*EXTRACT*:
▽

This paper reviews the age old argument regarding the use of tobacco and whether it is a harmful substance. An opinion will be presented towards the end concerning the banning of possession of tobacco from society. Arguments from both sides – that is, those that support the banning of tobacco possession and those against the banning – precede the final opinion. An analysis of the social and legal environment regarding tobacco usage is also reviewed. The paper begins with the nature and usage of tobacco in society.

Tobacco is extracted from plants for a variety of uses such as pesticides and medicines. However, the more renowned application of tobacco is for the purpose of consumption through chewing, smoking and snuffing ( Student’s Encyclop? dia) and this will be the primary focus of this paper. Tobacco smoke contains a variety of chemicals, mainly nicotine, tar and carbon monoxide. Nicotine is the addictive component of tobacco. It is as potent and harmful as cocaine and heroin. The mood of an individual and the brain functioning and behavior is also changed after a nicotine dosage.

△

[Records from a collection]
▽

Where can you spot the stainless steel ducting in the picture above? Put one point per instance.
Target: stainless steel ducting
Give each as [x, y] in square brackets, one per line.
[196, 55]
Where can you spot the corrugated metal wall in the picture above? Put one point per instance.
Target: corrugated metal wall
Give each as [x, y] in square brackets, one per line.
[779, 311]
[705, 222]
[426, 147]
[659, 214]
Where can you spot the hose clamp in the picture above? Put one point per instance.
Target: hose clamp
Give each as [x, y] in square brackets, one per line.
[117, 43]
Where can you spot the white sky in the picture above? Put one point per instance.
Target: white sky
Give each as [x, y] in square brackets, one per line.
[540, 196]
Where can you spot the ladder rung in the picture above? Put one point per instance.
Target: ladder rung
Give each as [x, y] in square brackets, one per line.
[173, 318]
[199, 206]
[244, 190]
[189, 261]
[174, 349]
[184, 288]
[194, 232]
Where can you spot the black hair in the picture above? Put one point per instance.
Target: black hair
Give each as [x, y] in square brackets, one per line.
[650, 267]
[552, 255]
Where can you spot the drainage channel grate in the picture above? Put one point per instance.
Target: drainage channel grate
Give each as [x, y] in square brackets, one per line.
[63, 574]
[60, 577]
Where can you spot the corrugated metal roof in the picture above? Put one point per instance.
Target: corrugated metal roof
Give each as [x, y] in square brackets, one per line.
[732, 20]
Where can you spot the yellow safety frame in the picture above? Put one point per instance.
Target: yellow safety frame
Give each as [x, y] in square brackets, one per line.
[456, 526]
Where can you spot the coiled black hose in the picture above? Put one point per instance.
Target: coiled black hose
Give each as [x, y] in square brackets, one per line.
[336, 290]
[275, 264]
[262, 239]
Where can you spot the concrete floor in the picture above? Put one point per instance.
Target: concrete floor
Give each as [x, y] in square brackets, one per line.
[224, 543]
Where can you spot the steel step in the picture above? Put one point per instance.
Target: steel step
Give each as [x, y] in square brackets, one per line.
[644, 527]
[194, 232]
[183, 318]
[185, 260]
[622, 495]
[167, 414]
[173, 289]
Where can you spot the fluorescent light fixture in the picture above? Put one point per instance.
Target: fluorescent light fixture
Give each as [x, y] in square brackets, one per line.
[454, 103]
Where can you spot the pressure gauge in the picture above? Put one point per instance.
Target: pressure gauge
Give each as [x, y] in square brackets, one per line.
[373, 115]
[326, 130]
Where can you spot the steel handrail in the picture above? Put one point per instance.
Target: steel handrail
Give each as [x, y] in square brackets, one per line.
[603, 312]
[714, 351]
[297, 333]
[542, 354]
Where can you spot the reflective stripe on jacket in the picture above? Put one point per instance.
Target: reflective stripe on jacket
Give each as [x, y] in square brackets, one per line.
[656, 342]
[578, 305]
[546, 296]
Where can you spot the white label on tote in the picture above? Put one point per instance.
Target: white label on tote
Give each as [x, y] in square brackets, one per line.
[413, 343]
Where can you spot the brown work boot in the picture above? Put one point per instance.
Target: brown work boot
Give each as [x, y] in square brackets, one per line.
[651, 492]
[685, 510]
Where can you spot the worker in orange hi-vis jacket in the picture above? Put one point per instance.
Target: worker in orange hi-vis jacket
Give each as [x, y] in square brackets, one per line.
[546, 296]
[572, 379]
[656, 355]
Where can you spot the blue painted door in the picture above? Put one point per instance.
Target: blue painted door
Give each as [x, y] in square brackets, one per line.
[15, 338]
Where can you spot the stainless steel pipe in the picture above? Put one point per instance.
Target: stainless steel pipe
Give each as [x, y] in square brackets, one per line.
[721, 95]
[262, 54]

△

*EXERCISE REQUIREMENTS*:
Continue the paper on tobacco from the point where it ends above, after the sentence about how nicotine changes mood, brain functioning and behavior.

*EXERCISE ANSWER*:
Tar is the factor that causes lung cancer and a variety of other diseases. And carbon monoxide when inhaled substitutes oxygen in the body and affects the proper working of the lungs (help with smoking). There has been a long standing debate on the issue of tobacco consumption and whether it is a harmful substance that causes various forms of cancer and an assortment of other diseases. I personally believe that tobacco is harmful and addictive and a menace, rather a parasite in today’s society.

While tobacco manufacturers have led us to believe that it is a matter of personal choice and any one can quit if they so desire, that is not the case. My own experiences include spending time with peers who have been smoking for a prolonged period and wanting to quit for a number of years. Most of them have been unable to do so despite years of struggle. Based on my own observations, I believe that not only is tobacco harmful, it is fatal in the long run. And the pain that accompanies the death is tantamount to pure torture.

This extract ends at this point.